*** Begin section ***

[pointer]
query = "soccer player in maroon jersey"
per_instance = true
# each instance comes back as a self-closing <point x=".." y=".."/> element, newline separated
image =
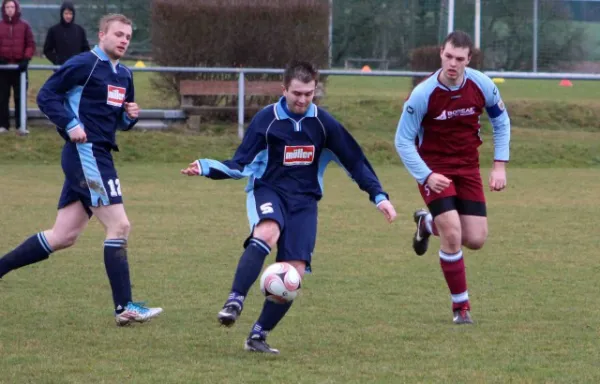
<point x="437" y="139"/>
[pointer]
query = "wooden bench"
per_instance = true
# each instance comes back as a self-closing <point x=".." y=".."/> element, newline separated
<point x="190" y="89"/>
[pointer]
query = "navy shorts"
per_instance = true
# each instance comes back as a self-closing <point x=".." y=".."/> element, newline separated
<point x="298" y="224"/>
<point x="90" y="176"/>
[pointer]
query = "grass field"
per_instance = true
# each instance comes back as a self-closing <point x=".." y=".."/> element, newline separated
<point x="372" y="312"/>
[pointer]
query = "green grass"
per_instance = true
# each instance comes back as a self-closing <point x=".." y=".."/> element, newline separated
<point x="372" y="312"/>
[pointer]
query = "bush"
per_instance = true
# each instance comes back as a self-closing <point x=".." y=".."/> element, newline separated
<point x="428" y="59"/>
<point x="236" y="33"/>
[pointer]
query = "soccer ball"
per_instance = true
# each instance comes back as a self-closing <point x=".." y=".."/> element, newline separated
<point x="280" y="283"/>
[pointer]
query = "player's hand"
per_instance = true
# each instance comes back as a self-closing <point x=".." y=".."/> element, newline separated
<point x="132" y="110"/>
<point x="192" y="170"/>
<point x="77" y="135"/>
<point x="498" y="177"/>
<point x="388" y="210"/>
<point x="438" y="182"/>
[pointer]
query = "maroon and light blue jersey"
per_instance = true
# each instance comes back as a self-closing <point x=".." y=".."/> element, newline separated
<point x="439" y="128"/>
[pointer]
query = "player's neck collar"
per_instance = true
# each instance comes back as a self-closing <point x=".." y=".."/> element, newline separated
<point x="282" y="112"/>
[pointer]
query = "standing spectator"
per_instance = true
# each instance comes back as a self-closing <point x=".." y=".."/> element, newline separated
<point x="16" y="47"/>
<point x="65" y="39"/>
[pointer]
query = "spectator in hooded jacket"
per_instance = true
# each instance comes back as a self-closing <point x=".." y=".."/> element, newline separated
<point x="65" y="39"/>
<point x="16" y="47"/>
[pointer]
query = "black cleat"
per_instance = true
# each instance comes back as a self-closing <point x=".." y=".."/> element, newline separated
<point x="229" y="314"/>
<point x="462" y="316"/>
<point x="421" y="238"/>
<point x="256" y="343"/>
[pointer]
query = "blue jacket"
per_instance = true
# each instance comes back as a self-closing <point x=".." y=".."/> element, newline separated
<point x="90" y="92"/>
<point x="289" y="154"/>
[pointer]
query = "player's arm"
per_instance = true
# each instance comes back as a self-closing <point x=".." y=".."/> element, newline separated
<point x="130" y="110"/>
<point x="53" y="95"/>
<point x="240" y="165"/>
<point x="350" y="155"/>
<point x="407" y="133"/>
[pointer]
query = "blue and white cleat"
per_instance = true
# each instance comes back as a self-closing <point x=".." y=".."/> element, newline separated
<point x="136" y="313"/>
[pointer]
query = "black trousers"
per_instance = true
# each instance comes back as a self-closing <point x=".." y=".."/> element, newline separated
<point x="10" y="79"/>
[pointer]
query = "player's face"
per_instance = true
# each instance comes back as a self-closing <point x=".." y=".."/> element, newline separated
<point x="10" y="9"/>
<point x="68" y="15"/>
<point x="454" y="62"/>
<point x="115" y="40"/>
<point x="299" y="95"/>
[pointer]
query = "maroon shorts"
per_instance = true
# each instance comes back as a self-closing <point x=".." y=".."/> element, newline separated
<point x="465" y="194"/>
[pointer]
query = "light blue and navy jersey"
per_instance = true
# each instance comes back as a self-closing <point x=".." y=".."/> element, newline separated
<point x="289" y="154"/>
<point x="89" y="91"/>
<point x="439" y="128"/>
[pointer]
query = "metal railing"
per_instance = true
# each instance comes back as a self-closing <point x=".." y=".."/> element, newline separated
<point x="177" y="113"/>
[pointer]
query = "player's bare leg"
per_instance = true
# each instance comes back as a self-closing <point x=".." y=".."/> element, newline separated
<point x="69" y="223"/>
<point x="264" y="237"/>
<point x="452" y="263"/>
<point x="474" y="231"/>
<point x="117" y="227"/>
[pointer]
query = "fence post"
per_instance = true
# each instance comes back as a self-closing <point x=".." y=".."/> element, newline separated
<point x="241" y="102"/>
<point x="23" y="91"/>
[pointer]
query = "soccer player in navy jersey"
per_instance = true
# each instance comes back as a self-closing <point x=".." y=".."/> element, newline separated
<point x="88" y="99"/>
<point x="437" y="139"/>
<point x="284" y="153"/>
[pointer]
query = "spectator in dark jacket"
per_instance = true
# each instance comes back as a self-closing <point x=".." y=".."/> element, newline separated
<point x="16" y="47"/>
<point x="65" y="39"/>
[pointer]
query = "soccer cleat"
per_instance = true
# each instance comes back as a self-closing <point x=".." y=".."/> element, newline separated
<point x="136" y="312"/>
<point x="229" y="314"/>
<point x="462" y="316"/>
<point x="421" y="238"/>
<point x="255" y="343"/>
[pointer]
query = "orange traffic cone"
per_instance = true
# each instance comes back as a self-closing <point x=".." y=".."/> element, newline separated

*** End section ***

* **WORK REQUIRED**: Only the listing above, set down exactly and without pictures, belongs in the answer.

* **PROBLEM SOLUTION**:
[pointer]
query = "soccer player in maroon jersey"
per_instance = true
# each instance comes back as a self-closing <point x=".." y=".."/> element, newline separated
image =
<point x="437" y="139"/>
[pointer]
query = "wooden bench"
per_instance = true
# each instance comes back as a self-closing <point x=".." y=".."/> element, newline separated
<point x="190" y="89"/>
[pointer]
query = "navy shorts"
per_instance = true
# each instance comes back as a self-closing <point x=".." y=".."/> element, newline separated
<point x="298" y="224"/>
<point x="90" y="176"/>
[pointer]
query = "grass field"
per_instance = true
# each instance comes back as a self-closing <point x=".." y=".."/> element, newline separated
<point x="372" y="312"/>
[pointer]
query = "green grass"
per_instance = true
# each instance comes back as a self-closing <point x=".." y=".."/> element, newline separated
<point x="372" y="312"/>
[pointer]
query = "bush"
per_instance = true
# each instance comes back as a self-closing <point x=".." y=".."/> element, newline separated
<point x="428" y="59"/>
<point x="236" y="33"/>
[pointer]
query = "soccer ball"
per_instance = true
# each instance comes back as a self-closing <point x=".." y=".."/> element, newline separated
<point x="280" y="283"/>
[pointer]
query = "player's hand"
per_instance = true
# each instance comes back as a self-closing <point x=".." y=".."/> element, newline separated
<point x="132" y="110"/>
<point x="192" y="170"/>
<point x="77" y="135"/>
<point x="498" y="177"/>
<point x="388" y="210"/>
<point x="438" y="182"/>
[pointer]
query = "maroon and light blue jersey"
per_instance = true
# each instance comes back as a self-closing <point x=".." y=".."/> element, newline separated
<point x="439" y="128"/>
[pointer]
query = "player's neck collar"
per_instance = true
# each instance comes back as a self-closing <point x=".." y=".."/> element, newline separated
<point x="282" y="112"/>
[pointer]
query = "standing spectator"
per_instance = true
# each instance comes back as a self-closing <point x=".." y=".."/> element, newline separated
<point x="16" y="47"/>
<point x="65" y="39"/>
[pointer]
query = "spectator in hooded jacket"
per_instance = true
# each instance comes back as a self-closing <point x=".." y=".."/> element, newline separated
<point x="65" y="39"/>
<point x="16" y="47"/>
[pointer]
query = "black cleat"
per_instance = true
# each instance comes back as a self-closing <point x=".." y=".."/> element, newline separated
<point x="229" y="314"/>
<point x="462" y="316"/>
<point x="421" y="238"/>
<point x="256" y="343"/>
[pointer]
query = "blue jacket"
per_instance = true
# each instance comes back as a self-closing <point x=".." y=".."/> element, newline separated
<point x="90" y="92"/>
<point x="289" y="154"/>
[pointer]
query = "player's arm"
per_instance = true
# each instance comes back as a self-closing <point x=".." y=".."/> element, newline separated
<point x="130" y="110"/>
<point x="53" y="95"/>
<point x="240" y="165"/>
<point x="350" y="155"/>
<point x="407" y="133"/>
[pointer]
query = "blue and white cleat"
per_instance = true
# each instance comes back as a self-closing <point x=".." y=".."/> element, newline separated
<point x="136" y="313"/>
[pointer]
query = "black trousers"
per_instance = true
# each instance comes back as a self-closing <point x=".." y=".."/> element, newline separated
<point x="10" y="79"/>
[pointer]
query = "player's face"
per_instance = true
# each instance comes back as a self-closing <point x=".." y=".."/> element, newline separated
<point x="10" y="9"/>
<point x="68" y="15"/>
<point x="454" y="62"/>
<point x="115" y="40"/>
<point x="299" y="95"/>
[pointer]
query = "maroon shorts"
per_instance = true
# each instance comes back as a self-closing <point x=".." y=".."/> element, newline separated
<point x="465" y="194"/>
[pointer]
query = "light blue and navy jersey"
per_instance = true
# each instance comes back as a self-closing <point x=".." y=".."/> element, newline separated
<point x="289" y="154"/>
<point x="89" y="91"/>
<point x="439" y="128"/>
[pointer]
query = "metal railing"
per_instance = true
# each instance comes back as a self-closing <point x=".." y=".."/> element, newline separated
<point x="177" y="113"/>
[pointer]
query = "player's bare leg"
per_instance = true
# each instance comes back as a self-closing <point x=".." y=".."/> element, newline separated
<point x="69" y="223"/>
<point x="264" y="237"/>
<point x="452" y="263"/>
<point x="474" y="231"/>
<point x="117" y="227"/>
[pointer]
query = "fence post"
per_instance = true
# each instance comes back as a self-closing <point x=".." y=".."/> element, newline separated
<point x="241" y="102"/>
<point x="23" y="91"/>
[pointer]
query = "soccer player in navy jersey"
per_instance = true
# each instance comes back as a self-closing <point x=".." y=".."/> element, newline separated
<point x="88" y="99"/>
<point x="437" y="139"/>
<point x="284" y="153"/>
[pointer]
query = "spectator in dark jacket"
per_instance = true
# each instance comes back as a self-closing <point x=".." y=".."/> element, newline separated
<point x="16" y="47"/>
<point x="65" y="39"/>
[pointer]
query = "soccer cleat"
per_instance = true
# each instance comes back as a self-closing <point x=".." y=".."/> element, newline separated
<point x="136" y="312"/>
<point x="229" y="314"/>
<point x="462" y="316"/>
<point x="421" y="238"/>
<point x="255" y="343"/>
[pointer]
query = "orange traffic cone"
per_instance = true
# each instance comes back as a self-closing <point x=".." y=".."/> element, newline separated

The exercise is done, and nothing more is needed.